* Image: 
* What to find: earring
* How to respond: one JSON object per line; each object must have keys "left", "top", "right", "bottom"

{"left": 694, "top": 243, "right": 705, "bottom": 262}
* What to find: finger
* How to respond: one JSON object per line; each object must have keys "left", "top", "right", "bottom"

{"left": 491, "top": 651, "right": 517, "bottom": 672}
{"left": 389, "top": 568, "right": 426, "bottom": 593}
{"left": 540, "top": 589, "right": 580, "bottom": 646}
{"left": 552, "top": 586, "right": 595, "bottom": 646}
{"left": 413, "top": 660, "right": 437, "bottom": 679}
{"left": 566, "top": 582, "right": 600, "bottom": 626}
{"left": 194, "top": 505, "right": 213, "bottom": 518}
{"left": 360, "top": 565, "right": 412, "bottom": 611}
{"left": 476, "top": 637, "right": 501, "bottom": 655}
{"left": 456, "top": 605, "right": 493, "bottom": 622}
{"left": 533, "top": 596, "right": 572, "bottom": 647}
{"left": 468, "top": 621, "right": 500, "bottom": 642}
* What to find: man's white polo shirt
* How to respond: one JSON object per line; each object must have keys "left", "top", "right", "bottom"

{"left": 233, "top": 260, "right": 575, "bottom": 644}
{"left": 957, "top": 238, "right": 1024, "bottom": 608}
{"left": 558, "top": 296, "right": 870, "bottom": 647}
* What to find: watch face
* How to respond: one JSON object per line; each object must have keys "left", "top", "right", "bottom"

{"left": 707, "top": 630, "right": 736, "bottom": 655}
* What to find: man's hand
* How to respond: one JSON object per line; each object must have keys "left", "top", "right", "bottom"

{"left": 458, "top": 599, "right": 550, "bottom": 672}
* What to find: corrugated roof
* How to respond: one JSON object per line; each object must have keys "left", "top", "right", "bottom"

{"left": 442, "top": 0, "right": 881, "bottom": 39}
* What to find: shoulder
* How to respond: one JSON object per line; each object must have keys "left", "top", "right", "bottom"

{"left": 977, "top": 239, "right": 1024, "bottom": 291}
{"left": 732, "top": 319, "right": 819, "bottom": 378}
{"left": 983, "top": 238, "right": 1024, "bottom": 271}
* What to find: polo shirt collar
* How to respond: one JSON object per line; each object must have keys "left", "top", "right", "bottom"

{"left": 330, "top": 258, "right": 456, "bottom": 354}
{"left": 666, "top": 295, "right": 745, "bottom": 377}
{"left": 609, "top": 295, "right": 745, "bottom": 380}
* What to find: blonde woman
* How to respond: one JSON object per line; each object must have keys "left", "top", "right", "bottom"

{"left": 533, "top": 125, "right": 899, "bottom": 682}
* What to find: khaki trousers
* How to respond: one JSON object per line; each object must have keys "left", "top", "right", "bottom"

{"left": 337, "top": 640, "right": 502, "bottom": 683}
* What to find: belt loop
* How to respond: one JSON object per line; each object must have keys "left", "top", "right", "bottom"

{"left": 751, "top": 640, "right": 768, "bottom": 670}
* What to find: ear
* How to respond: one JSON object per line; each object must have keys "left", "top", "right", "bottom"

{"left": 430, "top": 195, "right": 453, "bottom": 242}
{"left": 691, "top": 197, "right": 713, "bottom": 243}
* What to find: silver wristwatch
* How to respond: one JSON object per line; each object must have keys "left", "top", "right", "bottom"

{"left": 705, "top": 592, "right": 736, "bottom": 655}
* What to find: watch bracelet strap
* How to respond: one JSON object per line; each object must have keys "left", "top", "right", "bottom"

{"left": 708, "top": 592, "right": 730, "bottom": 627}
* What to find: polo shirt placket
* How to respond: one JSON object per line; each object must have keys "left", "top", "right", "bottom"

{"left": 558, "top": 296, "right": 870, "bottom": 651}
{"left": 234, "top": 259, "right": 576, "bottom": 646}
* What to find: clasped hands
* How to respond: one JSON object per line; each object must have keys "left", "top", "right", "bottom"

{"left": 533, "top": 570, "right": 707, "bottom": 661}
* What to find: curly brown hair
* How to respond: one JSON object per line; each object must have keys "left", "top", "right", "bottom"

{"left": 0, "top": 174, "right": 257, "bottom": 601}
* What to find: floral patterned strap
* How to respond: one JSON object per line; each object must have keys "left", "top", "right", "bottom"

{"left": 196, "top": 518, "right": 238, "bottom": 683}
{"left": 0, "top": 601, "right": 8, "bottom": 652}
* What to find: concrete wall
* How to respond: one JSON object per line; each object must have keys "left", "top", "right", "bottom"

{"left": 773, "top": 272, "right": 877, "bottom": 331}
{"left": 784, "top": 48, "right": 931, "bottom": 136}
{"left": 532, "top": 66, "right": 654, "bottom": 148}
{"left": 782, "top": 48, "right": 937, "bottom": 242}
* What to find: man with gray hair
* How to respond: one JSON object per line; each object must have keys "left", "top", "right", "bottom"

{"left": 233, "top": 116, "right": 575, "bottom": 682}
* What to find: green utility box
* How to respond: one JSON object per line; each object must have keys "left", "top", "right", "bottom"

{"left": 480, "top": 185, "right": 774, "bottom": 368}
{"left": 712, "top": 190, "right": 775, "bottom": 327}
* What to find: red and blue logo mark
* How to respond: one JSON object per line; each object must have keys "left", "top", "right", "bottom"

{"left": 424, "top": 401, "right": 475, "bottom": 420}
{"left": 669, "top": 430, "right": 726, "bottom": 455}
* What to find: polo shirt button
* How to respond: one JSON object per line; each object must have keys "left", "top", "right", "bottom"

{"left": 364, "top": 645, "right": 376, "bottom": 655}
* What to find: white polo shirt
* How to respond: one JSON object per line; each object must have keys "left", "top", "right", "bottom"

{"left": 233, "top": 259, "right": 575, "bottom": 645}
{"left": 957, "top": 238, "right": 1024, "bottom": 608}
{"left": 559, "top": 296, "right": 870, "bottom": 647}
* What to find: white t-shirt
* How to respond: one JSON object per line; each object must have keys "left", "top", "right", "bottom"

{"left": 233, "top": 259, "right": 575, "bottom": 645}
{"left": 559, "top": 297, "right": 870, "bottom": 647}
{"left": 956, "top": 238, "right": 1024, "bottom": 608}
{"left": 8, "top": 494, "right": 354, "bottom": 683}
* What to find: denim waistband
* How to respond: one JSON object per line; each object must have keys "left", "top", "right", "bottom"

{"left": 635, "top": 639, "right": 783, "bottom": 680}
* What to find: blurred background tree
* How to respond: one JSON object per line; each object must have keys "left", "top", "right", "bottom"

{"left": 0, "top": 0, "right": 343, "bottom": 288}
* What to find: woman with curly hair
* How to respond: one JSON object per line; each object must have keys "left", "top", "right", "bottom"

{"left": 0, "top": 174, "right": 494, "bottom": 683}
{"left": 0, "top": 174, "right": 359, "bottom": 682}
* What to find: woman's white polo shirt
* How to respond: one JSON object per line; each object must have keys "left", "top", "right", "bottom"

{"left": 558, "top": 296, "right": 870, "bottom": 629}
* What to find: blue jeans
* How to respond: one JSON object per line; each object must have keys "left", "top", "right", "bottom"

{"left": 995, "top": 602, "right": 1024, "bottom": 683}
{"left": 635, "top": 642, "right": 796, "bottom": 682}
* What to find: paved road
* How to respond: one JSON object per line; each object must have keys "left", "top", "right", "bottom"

= What to do =
Beginning at the line with "with curly hair" and ending at the line with "find: paved road", reproduce each line of the data above exactly, and add no other lines.

= Result of the task =
* What to find: woman with curly hair
* How to respond: one JSON object per line; each object must have keys "left", "top", "right", "bottom"

{"left": 0, "top": 174, "right": 494, "bottom": 683}
{"left": 0, "top": 174, "right": 359, "bottom": 682}
* What to find: woman's white polo shirt
* How to respond: one JSON object per line; each object must have keys "left", "top", "right", "bottom"

{"left": 558, "top": 296, "right": 870, "bottom": 629}
* What to find: blue jeans
* How to respond: one JSON object per line; each object must have keys "left", "top", "right", "bottom"

{"left": 995, "top": 602, "right": 1024, "bottom": 683}
{"left": 635, "top": 642, "right": 796, "bottom": 682}
* What to find: paved road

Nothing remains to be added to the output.